## Exercise instructions
Going line by line through the listing below, count those with the string "belt" and answer with the number alone.

## Records provided
***
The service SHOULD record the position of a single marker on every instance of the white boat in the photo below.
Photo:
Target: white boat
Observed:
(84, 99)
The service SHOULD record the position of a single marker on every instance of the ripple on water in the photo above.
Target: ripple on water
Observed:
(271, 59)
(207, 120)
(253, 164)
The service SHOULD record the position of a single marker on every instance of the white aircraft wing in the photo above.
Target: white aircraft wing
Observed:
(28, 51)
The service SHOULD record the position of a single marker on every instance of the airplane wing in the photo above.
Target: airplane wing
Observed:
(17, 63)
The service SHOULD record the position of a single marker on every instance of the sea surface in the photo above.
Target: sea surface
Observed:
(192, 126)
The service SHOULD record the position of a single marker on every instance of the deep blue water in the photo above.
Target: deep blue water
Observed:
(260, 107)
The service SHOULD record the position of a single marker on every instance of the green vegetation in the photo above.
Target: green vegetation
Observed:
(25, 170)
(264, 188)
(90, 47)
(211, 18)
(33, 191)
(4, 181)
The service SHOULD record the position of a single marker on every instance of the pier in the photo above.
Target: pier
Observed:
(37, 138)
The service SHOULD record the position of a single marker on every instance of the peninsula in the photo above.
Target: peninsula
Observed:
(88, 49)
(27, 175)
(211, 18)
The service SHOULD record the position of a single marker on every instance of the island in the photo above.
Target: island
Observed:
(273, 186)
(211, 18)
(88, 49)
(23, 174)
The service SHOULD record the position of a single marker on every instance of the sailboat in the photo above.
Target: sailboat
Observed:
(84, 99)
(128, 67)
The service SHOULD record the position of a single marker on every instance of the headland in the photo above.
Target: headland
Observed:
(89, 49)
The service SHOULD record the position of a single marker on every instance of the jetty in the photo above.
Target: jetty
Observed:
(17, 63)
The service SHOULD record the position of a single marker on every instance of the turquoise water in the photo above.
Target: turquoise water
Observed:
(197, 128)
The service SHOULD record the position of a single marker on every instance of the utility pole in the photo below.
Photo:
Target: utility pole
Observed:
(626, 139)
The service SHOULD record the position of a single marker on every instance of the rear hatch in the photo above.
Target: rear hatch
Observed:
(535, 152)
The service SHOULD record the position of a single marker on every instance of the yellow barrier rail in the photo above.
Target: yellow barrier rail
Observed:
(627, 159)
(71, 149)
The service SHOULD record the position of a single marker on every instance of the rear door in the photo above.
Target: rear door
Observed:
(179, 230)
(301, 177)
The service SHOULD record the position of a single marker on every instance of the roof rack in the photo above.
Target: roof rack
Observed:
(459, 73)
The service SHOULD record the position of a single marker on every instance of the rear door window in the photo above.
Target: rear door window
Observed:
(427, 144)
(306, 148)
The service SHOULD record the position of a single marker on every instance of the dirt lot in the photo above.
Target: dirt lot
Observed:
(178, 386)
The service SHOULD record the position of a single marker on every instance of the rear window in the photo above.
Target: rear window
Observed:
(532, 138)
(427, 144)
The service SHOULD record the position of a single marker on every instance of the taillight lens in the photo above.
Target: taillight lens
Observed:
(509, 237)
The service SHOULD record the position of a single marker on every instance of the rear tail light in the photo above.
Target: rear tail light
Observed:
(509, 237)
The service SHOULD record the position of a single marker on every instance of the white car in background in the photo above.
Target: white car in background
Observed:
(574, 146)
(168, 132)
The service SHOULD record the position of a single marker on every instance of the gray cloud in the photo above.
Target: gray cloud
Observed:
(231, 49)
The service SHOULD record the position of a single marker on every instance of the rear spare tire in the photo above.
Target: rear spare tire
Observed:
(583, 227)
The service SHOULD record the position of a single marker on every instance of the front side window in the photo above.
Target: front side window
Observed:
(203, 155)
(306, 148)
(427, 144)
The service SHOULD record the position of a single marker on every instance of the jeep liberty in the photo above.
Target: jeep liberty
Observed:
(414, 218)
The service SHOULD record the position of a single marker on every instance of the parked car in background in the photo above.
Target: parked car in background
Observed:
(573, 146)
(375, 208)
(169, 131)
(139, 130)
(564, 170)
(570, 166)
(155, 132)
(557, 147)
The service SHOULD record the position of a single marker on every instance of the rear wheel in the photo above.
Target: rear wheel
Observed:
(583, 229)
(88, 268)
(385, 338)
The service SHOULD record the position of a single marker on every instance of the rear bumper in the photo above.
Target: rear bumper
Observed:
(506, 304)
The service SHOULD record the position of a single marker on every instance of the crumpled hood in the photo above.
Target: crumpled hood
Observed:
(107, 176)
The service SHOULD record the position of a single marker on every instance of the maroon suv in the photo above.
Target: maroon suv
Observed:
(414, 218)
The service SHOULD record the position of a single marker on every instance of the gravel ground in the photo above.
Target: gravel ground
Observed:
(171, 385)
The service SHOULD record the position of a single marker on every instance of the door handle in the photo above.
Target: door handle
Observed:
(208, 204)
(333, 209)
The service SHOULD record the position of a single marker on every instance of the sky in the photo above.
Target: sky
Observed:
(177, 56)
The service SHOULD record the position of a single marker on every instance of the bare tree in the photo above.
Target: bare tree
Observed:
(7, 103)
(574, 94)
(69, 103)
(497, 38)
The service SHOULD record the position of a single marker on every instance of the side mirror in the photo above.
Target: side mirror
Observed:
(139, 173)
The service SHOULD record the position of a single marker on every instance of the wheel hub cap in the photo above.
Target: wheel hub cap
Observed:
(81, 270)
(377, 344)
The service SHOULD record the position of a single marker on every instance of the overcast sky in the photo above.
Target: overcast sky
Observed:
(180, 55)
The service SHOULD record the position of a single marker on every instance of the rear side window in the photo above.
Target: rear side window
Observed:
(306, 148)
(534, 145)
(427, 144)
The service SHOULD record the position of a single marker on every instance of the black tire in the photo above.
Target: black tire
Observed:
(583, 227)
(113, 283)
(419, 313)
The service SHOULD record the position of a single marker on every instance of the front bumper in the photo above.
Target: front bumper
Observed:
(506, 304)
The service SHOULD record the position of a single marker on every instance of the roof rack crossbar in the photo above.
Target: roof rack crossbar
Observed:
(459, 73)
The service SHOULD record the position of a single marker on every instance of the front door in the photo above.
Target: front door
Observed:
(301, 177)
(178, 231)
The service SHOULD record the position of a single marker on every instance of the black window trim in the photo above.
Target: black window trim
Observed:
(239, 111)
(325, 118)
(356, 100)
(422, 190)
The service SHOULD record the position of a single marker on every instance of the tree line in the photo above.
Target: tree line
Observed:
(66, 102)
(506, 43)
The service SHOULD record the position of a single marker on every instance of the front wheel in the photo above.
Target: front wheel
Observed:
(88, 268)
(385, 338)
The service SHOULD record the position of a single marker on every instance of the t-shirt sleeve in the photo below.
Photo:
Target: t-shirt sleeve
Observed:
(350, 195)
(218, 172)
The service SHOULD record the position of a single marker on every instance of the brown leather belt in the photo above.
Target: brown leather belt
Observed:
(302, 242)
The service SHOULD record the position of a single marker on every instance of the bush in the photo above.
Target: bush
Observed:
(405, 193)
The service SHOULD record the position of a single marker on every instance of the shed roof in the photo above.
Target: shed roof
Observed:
***
## Output for this exercise
2